• [WHAT NEEDS TO BE DONE] Print the full listing exactly.

□ □ □

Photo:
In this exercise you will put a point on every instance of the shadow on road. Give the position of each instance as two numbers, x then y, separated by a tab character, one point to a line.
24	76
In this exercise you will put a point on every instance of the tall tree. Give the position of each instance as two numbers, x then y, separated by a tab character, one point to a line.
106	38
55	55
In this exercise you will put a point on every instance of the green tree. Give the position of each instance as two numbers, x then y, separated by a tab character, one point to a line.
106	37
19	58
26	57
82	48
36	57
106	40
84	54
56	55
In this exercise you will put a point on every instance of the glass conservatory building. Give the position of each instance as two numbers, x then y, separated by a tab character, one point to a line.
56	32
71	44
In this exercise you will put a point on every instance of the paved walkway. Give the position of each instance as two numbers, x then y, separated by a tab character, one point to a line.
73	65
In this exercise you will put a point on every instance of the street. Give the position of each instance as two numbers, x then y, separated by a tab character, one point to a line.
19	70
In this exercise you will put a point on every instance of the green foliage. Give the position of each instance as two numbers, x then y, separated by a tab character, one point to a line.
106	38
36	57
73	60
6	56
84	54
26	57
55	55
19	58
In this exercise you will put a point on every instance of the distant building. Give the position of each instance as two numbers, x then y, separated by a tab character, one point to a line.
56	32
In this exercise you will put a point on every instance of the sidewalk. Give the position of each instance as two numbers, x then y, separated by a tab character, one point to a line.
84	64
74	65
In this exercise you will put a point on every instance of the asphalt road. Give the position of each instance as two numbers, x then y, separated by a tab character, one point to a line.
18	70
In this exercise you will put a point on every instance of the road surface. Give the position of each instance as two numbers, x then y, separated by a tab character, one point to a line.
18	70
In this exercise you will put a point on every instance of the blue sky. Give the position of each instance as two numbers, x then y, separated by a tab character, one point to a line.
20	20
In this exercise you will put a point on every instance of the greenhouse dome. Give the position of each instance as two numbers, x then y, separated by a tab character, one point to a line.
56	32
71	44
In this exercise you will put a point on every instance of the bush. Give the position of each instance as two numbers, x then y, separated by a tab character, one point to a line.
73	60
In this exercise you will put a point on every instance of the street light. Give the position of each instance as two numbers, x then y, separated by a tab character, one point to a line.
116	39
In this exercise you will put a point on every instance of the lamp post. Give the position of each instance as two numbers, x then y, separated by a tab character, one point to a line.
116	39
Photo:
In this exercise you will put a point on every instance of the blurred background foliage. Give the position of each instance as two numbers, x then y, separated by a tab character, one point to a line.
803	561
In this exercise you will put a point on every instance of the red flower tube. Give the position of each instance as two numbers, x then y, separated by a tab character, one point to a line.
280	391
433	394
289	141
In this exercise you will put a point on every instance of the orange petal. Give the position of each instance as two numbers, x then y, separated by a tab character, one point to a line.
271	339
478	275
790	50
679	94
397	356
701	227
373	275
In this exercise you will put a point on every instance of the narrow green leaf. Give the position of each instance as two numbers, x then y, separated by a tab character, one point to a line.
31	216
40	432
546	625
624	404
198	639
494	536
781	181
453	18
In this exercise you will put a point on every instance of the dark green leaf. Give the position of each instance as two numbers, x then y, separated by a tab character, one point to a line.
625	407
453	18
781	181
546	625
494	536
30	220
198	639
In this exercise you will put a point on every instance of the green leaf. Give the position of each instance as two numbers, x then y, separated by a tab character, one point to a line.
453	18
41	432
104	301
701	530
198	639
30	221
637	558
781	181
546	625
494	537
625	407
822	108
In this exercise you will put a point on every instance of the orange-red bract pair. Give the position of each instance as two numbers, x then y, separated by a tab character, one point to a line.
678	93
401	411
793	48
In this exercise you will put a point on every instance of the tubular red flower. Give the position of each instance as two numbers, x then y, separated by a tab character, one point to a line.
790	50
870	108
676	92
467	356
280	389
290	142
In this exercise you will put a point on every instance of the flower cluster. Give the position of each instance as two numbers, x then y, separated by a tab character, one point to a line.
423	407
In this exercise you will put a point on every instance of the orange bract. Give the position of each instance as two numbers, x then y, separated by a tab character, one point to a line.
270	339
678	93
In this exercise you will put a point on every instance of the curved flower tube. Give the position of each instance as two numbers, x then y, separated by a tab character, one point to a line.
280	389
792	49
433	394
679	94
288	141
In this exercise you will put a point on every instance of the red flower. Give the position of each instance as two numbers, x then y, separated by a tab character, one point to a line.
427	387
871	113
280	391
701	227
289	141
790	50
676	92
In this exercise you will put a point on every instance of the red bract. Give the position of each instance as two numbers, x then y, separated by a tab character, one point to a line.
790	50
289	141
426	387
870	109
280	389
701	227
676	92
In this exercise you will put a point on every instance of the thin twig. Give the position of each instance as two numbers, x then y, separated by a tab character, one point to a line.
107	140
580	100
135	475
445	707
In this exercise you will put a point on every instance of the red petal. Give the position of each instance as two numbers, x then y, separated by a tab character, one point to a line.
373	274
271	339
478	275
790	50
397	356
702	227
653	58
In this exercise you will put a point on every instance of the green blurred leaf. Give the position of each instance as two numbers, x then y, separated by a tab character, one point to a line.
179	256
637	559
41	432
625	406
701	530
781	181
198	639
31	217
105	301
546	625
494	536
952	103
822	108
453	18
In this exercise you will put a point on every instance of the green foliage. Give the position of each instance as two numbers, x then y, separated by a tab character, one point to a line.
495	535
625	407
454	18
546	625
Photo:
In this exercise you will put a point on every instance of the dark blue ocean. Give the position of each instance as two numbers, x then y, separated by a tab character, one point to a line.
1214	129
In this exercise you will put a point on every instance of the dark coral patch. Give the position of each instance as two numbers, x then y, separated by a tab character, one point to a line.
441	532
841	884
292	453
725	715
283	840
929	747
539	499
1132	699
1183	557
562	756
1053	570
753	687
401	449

□ □ □

• [FINISHED TASK]
Photo:
In this exercise you will put a point on every instance of the shadow on road. Give the position of each instance as two numbers, x then y, separated by a tab character, one point to a line.
24	76
In this exercise you will put a point on every instance of the tall tree. Give the position of each instance as two numbers, x then y, separated by a tab character, one point to a line.
106	38
55	55
In this exercise you will put a point on every instance of the green tree. Give the position of each instance as two numbers, x then y, separated by a tab character, one point to a line.
106	37
19	58
26	57
82	48
36	57
106	40
84	54
56	55
In this exercise you will put a point on every instance of the glass conservatory building. Give the position of each instance as two numbers, x then y, separated by a tab character, one point to a line.
56	32
71	44
In this exercise you will put a point on every instance of the paved walkway. Give the position of each instance as two numbers, x then y, separated by a tab character, one point to a line.
73	65
In this exercise you will put a point on every instance of the street. Give the position of each instance as two numbers, x then y, separated by a tab character, one point to a line.
19	70
In this exercise you will put a point on every instance of the green foliage. Give the position of each instance as two numbers, x then y, separated by a tab character, one point to a line.
106	38
36	57
73	60
6	56
84	54
26	57
55	55
19	58
In this exercise you will put a point on every instance of the distant building. Give the position of each instance as two numbers, x then y, separated by a tab character, one point to a line.
56	32
In this exercise you will put a point on every instance of the sidewalk. Give the position of each instance as two numbers, x then y, separated by a tab character, one point to a line.
84	64
74	65
In this exercise you will put a point on every instance of the asphalt road. Give the position of each instance as two numbers, x then y, separated by a tab character, one point to a line.
18	70
In this exercise you will put a point on every instance of the road surface. Give the position of each instance as two numbers, x then y, separated by a tab character, one point to a line.
18	70
In this exercise you will put a point on every instance of the blue sky. Give the position of each instance as two numbers, x then y, separated by a tab character, one point to a line.
20	20
In this exercise you will put a point on every instance of the greenhouse dome. Give the position of each instance as two numbers, x then y, separated by a tab character, one point to a line.
56	32
71	44
In this exercise you will put a point on every instance of the bush. Give the position of each instance as two numbers, x then y, separated by a tab character, one point to a line.
73	60
In this exercise you will put a point on every instance of the street light. Give the position of each instance as two numbers, x then y, separated by a tab character, one point to a line.
116	39
In this exercise you will put a point on every instance of the lamp post. Give the position of each instance as two numbers, x then y, separated by a tab character, one point to a line.
116	39
Photo:
In this exercise you will put a point on every instance of the blurred background foliage. Give the position of each instance as two numbers, x then y, separated by a tab character, one point to a line.
803	561
In this exercise you will put a point on every instance of the red flower tube. Give the position of each instance as two numbers, x then y, separated by a tab character, one point to a line.
280	391
433	394
289	141
In this exercise you will put a point on every instance of the orange petal. Give the position of each instance as two numbers, x then y, separated by a tab character, one point to a line.
271	339
478	275
790	50
679	94
397	356
701	227
373	275
In this exercise you will put a point on every instance of the narrow green leaf. Give the position of each instance as two numbers, x then y, separated by a tab character, one point to a line.
31	216
40	432
546	625
624	404
198	639
494	536
781	181
453	18
In this exercise you will put a point on every instance of the dark green leaf. Give the position of each instance as two numbers, x then y, separated by a tab character, one point to a line.
625	407
453	18
781	181
546	625
494	536
30	220
198	639
In this exercise you will put a point on every instance of the green leaf. Give the position of each instance as two numbers, x then y, separated by a tab character, one point to a line.
453	18
41	432
104	301
701	530
198	639
30	221
637	558
781	181
546	625
494	537
625	407
822	108
In this exercise you will put a point on every instance of the orange-red bract pair. Give the position of each instance as two numbers, x then y, separated by a tab character, one point to a line.
678	93
401	411
793	48
In this exercise you will put a point on every instance of the tubular red flower. Give the position of each instance as two numbers, x then y, separated by a tab character, one point to a line.
790	50
870	108
676	92
467	356
280	389
290	142
In this exercise you will put a point on every instance of the flower cluster. Give the position of each instance as two numbers, x then y, separated by a tab character, one point to a line.
423	407
In this exercise you will put a point on every instance of the orange bract. Give the position of each instance as two numbers, x then y, separated by a tab character, one point to a line.
270	339
678	93
In this exercise you will put a point on every instance of the curved flower tube. Give the position of each instance as two numbers, x then y, separated by a tab character, one point to a line.
280	389
792	49
433	394
679	94
288	141
In this exercise you will put a point on every instance of the red flower. Give the position of each instance as two numbers, x then y, separated by a tab character, one point to a line.
427	387
871	113
280	391
701	227
289	141
790	50
676	92
In this exercise you will put a point on every instance of the red bract. Give the position of each instance as two numbers, x then y, separated by a tab character, one point to a line.
790	50
289	141
426	387
870	109
280	389
701	227
676	92
In this exercise you will put a point on every instance of the thin twig. Give the position of each instance as two numbers, x then y, separated by a tab character, one point to a line.
107	140
580	100
135	475
445	707
In this exercise you will put a point on every instance of the red petal. Give the position of each instance as two numbers, x then y, separated by a tab character, one point to a line.
373	274
271	339
478	275
790	50
397	356
702	227
653	58
In this exercise you will put a point on every instance of the green blurred leaf. Give the position of each instance as two numbers, x then y, separated by a tab character, one point to a line.
179	256
637	559
41	432
625	406
701	530
781	181
198	639
31	217
105	301
546	625
494	536
952	103
822	108
453	18
In this exercise you will put a point on every instance of the green foliage. Give the position of each instance as two numbers, x then y, separated by a tab character, one point to a line.
495	535
625	407
454	18
546	625
Photo:
In this exercise you will put a point on every instance of the dark blue ocean. Give the position of each instance as two numbers, x then y, separated by a tab character, one point to a line.
1214	129
In this exercise you will put a point on every instance of the dark coral patch. Give the position of each instance as two numbers, x then y, separated by a tab character, one point to a line.
441	532
841	884
292	453
725	715
283	840
929	747
539	499
1132	699
1183	557
562	756
1053	570
753	687
401	449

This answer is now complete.